◆ **Your task**
Throughout the material below, tally the lines containing "feathers" and give the total with no accompanying text.

◆ **Records provided**

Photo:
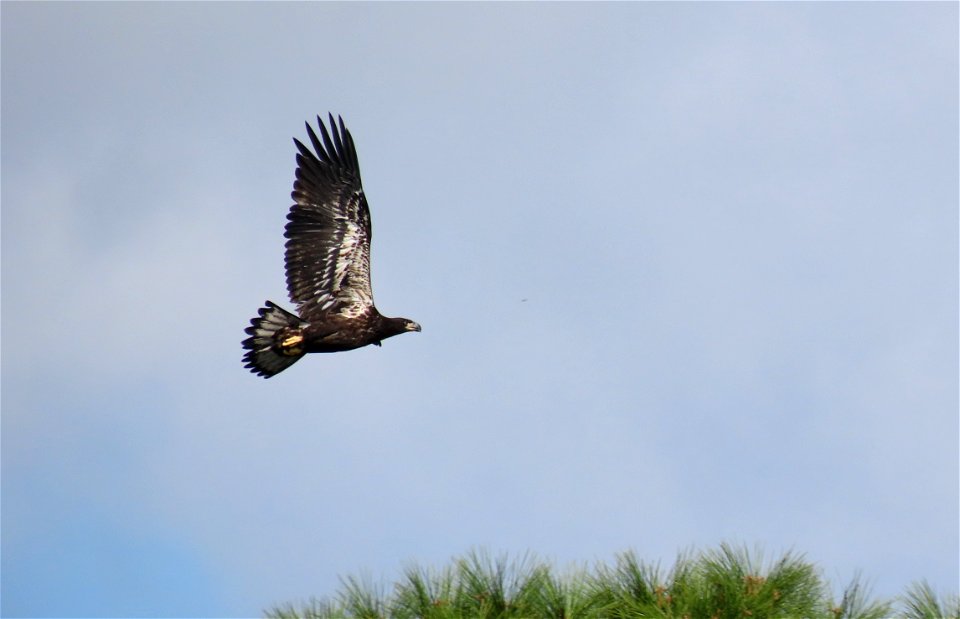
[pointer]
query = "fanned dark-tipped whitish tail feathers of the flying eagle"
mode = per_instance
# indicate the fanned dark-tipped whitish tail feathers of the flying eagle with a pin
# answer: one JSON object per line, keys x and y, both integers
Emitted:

◆ **Completed task**
2